### Selected extract

*****

Many loyal Republicans opposed impeaching George W. Bush. So did most liberal and progressive activist groups, labor unions, peace organizations, churches, media outlets, journalists, pundits, organizers, and bloggers, not to mention most Democratic members of Congress, most Democrats dreaming of someday being in Congress, and — toward the end of the Bush presidency — most supporters of candidate Barack Obama or candidate Hillary Clinton.
Remarkably in the face of this opposition, a large percentage and often a majority of Americans told pollsters that Bush should be impeached. It’s not clear, however, that everyone understood why impeachment was needed. Some might have supported a successful impeachment of Bush and then turned around and tolerated identical crimes and abuses by a Democrat, assuming a Democrat managed to engage in them. But this is the point: whoever followed Bush’s impeachment would have been far less likely to repeat and expand on his tyrannical policies. And the reason many of us wanted Bush impeached — as we said at the time — was to prevent that repetition and expansion, which we said was virtually inevitable if impeachment was not pursued.
Can You Hear Me Now?
“You just hate Republicans” was the most common argument against impeachment, but there were others. “It’s more important to elect someone different.” “Why do you want President Cheney?” “Why do you want President Pelosi?” “Why distract from good work?” “Why put the country through trauma?” “Why not focus on ending war?” “Why not do investigations?” “Why divide the Democrats?” “Why start a process that can’t succeed?” “Why destroy the Democratic Party the way impeaching Clinton destroyed the Republican Party?” We answered these questions as patiently as possible at great length and enormous repetition for years and years.
People pursued alternatives to impeachment, from spreading the word about how bad the crimes and abuses were, to pushing legislation to redundantly re-criminalize Bush’s criminal behavior, to promoting supposedly lesser-evil candidates, to promoting truly good candidates, to constructing ways to drop out of society and wash one’s hands of it. The trouble was that when you let a president spy without warrant, imprison without charge, torture, kill, lie, make war, operate in secret, rewrite laws, and persecute whistleblowers, you can predict — as we predicted for years — that the next president will adopt and build on the same policies. Nothing short of punishing the offender will deter the successor.

*****

### Dataset content

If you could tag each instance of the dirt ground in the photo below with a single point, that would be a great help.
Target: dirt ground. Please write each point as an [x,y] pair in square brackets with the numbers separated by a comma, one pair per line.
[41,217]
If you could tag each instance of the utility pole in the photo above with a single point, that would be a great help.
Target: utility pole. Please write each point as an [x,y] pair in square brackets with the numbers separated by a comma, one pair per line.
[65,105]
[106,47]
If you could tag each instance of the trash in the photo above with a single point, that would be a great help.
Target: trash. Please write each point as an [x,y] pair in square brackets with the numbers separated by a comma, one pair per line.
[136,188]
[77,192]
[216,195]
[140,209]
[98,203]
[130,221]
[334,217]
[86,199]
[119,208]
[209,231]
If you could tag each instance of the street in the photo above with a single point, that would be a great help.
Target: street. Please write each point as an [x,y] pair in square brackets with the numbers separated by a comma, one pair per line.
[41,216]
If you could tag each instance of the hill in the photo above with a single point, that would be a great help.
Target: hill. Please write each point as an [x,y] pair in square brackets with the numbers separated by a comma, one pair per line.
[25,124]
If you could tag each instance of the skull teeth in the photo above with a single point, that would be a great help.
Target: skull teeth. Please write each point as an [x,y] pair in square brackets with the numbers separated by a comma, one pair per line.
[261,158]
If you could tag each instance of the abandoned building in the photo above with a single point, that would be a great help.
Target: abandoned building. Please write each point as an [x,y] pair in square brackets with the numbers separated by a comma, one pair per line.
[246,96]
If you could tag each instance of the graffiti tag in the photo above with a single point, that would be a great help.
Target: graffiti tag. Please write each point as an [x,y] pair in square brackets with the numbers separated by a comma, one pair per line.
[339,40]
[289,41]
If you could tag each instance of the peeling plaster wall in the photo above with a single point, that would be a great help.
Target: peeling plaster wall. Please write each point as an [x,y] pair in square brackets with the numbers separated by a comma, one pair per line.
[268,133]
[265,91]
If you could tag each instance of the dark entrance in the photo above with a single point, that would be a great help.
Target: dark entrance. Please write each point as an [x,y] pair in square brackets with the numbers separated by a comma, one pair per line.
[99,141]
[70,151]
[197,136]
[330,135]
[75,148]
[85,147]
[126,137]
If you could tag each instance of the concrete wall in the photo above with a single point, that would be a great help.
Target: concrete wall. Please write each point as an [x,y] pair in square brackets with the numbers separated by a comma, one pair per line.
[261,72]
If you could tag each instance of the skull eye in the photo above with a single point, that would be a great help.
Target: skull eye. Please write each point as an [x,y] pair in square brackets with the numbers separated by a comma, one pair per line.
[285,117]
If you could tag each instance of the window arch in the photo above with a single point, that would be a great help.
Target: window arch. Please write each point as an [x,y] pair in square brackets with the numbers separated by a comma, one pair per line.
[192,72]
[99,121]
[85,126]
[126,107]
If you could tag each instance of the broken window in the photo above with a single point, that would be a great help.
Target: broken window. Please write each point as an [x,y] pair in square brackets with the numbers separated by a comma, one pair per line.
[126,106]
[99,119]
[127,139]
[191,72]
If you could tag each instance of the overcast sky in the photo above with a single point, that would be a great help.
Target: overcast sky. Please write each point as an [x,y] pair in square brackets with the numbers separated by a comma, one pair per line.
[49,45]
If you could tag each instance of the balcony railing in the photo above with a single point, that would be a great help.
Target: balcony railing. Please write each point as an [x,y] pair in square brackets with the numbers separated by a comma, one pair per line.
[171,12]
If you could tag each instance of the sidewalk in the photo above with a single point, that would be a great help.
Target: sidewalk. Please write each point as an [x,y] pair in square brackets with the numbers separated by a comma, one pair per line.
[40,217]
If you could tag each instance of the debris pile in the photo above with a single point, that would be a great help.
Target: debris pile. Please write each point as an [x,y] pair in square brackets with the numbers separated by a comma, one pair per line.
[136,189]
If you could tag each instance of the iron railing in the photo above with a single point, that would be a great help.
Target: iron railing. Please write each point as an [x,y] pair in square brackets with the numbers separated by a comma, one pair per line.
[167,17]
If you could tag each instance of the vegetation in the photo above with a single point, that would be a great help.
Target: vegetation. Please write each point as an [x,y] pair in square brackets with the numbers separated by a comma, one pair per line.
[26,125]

*****

### Description of the task
Can you pick up the passage on impeaching George W. Bush after its final sentence and carry it on? The lines above have nothing to do with the passage on impeaching George W. Bush.

### Response box
In fact, the new president, working with Congress and all of his other facilitators, has turned abuses into policies. The scandal and secretiveness have been replaced with executive orders and legislation. Crimes are now policy choices. Checking off lists of murder victims is official open policy. Secret laws are normal. Secretly rewritten laws are established practice. Spying in violation of the Fourth Amendment is openly defended and “legalized,” with sporadic bursts of public outrage and establishment excusing, following new detailed revelations. Whistleblowing is being transformed into treason.
This moment offers certain opportunities. It is well-placed in between the election seasons that so debilitate the nation. Also, bravery and integrity seem to be spreading like a contagion. Intimidation is backfiring. Resistance is growing, and so is whistleblowing. Bradley Manning and Thomas Drake and Matthew Hoh and Coleen Rowley and John Kiriakou and Jesselyn Radack and many others are inspiring new whistleblowers like Edward Snowden (support him here!), and like the member of the Joint Special Operations Command who spoke out for the first time at our forum on the opening of the film Dirty Wars in D.C. on Saturday.
However, what failure to impeach Bush has done to legitimize his crimes is nothing compared to what it has done to delegitimize impeachment. If a tyrannical president who liberals hated and who talked funny and who didn’t even pretend to be killing for some higher benevolent purpose can’t be impeached, then who can? Surely not an intelligent, articulate African American who pretends to agree with us and gives speeches denouncing his own policies?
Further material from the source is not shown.